Render every line of the material below as a Markdown table with two columns: Row, giving the line's running number, and Entry, holding the line itself. Skip blank lines.

**Data for this exercise**
++++++++++++++++++++

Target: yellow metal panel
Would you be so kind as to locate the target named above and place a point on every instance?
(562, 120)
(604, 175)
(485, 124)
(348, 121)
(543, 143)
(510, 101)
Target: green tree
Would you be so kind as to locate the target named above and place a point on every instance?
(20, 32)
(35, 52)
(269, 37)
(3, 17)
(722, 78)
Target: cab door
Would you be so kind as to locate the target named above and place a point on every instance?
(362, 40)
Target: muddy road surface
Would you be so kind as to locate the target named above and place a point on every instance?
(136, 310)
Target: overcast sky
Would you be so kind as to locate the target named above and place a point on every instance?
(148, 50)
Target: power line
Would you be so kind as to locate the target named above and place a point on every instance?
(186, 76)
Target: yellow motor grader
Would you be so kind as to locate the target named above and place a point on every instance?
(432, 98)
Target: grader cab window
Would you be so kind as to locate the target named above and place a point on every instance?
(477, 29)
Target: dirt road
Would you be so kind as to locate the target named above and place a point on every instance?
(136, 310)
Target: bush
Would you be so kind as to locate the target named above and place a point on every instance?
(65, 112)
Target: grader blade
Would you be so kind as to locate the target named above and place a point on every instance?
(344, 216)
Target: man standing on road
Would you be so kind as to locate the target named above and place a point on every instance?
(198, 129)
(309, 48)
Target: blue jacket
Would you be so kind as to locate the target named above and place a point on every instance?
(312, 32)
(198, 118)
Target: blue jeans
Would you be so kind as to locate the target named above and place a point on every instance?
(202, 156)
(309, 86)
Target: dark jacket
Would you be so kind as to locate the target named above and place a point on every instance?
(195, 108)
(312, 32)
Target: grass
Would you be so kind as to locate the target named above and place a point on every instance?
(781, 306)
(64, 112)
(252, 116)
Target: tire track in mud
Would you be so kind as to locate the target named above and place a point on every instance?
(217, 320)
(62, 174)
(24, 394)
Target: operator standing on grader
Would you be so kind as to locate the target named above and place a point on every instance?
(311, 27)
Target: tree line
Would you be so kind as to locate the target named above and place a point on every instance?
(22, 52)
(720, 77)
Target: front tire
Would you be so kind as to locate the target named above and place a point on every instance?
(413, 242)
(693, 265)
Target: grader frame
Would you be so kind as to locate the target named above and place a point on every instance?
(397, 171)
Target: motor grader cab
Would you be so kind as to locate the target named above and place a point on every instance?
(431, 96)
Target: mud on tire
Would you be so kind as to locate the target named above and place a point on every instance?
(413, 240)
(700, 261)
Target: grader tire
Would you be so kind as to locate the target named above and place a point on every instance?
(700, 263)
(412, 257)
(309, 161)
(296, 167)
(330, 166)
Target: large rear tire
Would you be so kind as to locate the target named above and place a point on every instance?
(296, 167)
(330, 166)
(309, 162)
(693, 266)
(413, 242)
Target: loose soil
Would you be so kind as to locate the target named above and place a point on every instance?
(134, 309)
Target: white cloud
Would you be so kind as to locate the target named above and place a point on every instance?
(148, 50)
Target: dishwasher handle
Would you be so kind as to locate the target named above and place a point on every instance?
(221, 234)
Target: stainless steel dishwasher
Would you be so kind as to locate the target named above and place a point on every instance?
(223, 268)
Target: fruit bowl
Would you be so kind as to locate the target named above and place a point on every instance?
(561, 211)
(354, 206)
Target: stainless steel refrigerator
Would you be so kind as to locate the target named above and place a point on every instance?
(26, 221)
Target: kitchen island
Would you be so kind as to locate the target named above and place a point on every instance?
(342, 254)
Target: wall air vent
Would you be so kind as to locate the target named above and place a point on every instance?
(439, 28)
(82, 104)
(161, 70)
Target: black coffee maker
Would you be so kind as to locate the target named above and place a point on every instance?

++++++++++++++++++++

**Reply to the task**
| Row | Entry |
|---|---|
| 1 | Target: yellow metal panel |
| 2 | Would you be so kind as to locate the target named above and place a point on every instance? |
| 3 | (562, 120) |
| 4 | (604, 175) |
| 5 | (485, 124) |
| 6 | (348, 121) |
| 7 | (543, 143) |
| 8 | (510, 101) |
| 9 | Target: green tree |
| 10 | Would you be so kind as to locate the target named above and place a point on every instance? |
| 11 | (20, 32) |
| 12 | (35, 52) |
| 13 | (269, 37) |
| 14 | (3, 17) |
| 15 | (722, 78) |
| 16 | Target: cab door |
| 17 | Would you be so kind as to locate the target named above and place a point on every instance? |
| 18 | (362, 40) |
| 19 | Target: muddy road surface |
| 20 | Would you be so kind as to locate the target named above and place a point on every instance? |
| 21 | (136, 310) |
| 22 | Target: overcast sky |
| 23 | Would you be so kind as to locate the target named above and place a point on every instance? |
| 24 | (148, 50) |
| 25 | Target: power line |
| 26 | Would you be so kind as to locate the target named above and place a point on every instance? |
| 27 | (186, 76) |
| 28 | Target: yellow motor grader |
| 29 | Would you be so kind as to locate the target named above and place a point on every instance? |
| 30 | (432, 98) |
| 31 | Target: grader cab window |
| 32 | Would you be so kind as to locate the target named above and place a point on every instance? |
| 33 | (477, 29) |
| 34 | Target: dirt road |
| 35 | Would you be so kind as to locate the target named above and place a point on every instance? |
| 36 | (136, 310) |
| 37 | Target: bush |
| 38 | Would you be so kind as to locate the target named above and place a point on every instance? |
| 39 | (65, 112) |
| 40 | Target: grader blade |
| 41 | Would you be so kind as to locate the target named above and place a point on every instance? |
| 42 | (344, 216) |
| 43 | Target: man standing on road |
| 44 | Would you be so kind as to locate the target named above and place a point on every instance? |
| 45 | (198, 129) |
| 46 | (309, 48) |
| 47 | Target: blue jacket |
| 48 | Would you be so kind as to locate the target named above and place a point on every instance? |
| 49 | (312, 32) |
| 50 | (198, 118) |
| 51 | Target: blue jeans |
| 52 | Would you be so kind as to locate the target named above and place a point on every instance? |
| 53 | (202, 156) |
| 54 | (309, 86) |
| 55 | Target: dark jacket |
| 56 | Would you be so kind as to locate the target named above and place a point on every instance? |
| 57 | (195, 108) |
| 58 | (312, 32) |
| 59 | Target: grass |
| 60 | Would you be so kind as to locate the target named above and place a point on every instance? |
| 61 | (781, 306) |
| 62 | (64, 112) |
| 63 | (252, 116) |
| 64 | Target: tire track in mud |
| 65 | Would you be so kind as to locate the target named above and place a point on every instance? |
| 66 | (217, 320) |
| 67 | (62, 174) |
| 68 | (24, 394) |
| 69 | Target: operator standing on grader |
| 70 | Would you be so kind as to locate the target named above and place a point on every instance? |
| 71 | (311, 27) |
| 72 | Target: tree line |
| 73 | Would you be so kind as to locate the target named above and place a point on every instance? |
| 74 | (22, 52) |
| 75 | (720, 77) |
| 76 | Target: front tire |
| 77 | Would you be so kind as to locate the target named above and place a point on every instance? |
| 78 | (413, 242) |
| 79 | (693, 265) |
| 80 | Target: grader frame |
| 81 | Would you be so kind as to locate the target named above and place a point on every instance? |
| 82 | (397, 171) |
| 83 | Target: motor grader cab |
| 84 | Would you be so kind as to locate the target named above and place a point on every instance? |
| 85 | (431, 96) |
| 86 | Target: mud on tire |
| 87 | Would you be so kind as to locate the target named above and place a point on every instance? |
| 88 | (413, 240) |
| 89 | (700, 261) |
| 90 | Target: grader tire |
| 91 | Would you be so kind as to locate the target named above and place a point on every instance? |
| 92 | (700, 263) |
| 93 | (412, 257) |
| 94 | (309, 161) |
| 95 | (296, 167) |
| 96 | (330, 166) |
| 97 | Target: large rear tire |
| 98 | Would you be so kind as to locate the target named above and place a point on every instance? |
| 99 | (296, 167) |
| 100 | (330, 166) |
| 101 | (309, 162) |
| 102 | (693, 266) |
| 103 | (413, 242) |
| 104 | Target: loose soil |
| 105 | Would you be so kind as to locate the target named above and place a point on every instance? |
| 106 | (134, 309) |
| 107 | Target: white cloud |
| 108 | Would you be so kind as to locate the target named above and place a point on every instance? |
| 109 | (148, 50) |
| 110 | Target: dishwasher handle |
| 111 | Would you be so kind as to locate the target named above and place a point on every instance? |
| 112 | (221, 234) |
| 113 | Target: stainless steel dishwasher |
| 114 | Would you be so kind as to locate the target named above and place a point on every instance? |
| 115 | (223, 268) |
| 116 | Target: fruit bowl |
| 117 | Would you be so kind as to locate the target named above and place a point on every instance? |
| 118 | (561, 211) |
| 119 | (354, 206) |
| 120 | Target: stainless steel refrigerator |
| 121 | Would you be so kind as to locate the target named above and place a point on every instance? |
| 122 | (26, 221) |
| 123 | Target: kitchen island |
| 124 | Would you be so kind as to locate the target named above and place a point on every instance? |
| 125 | (342, 254) |
| 126 | Target: wall air vent |
| 127 | Would you be so kind as to locate the target named above and place a point on every instance? |
| 128 | (439, 28) |
| 129 | (82, 104) |
| 130 | (161, 70) |
| 131 | Target: black coffee maker |
| 132 | Would you be so kind as to locate the target named above and place a point on every instance? |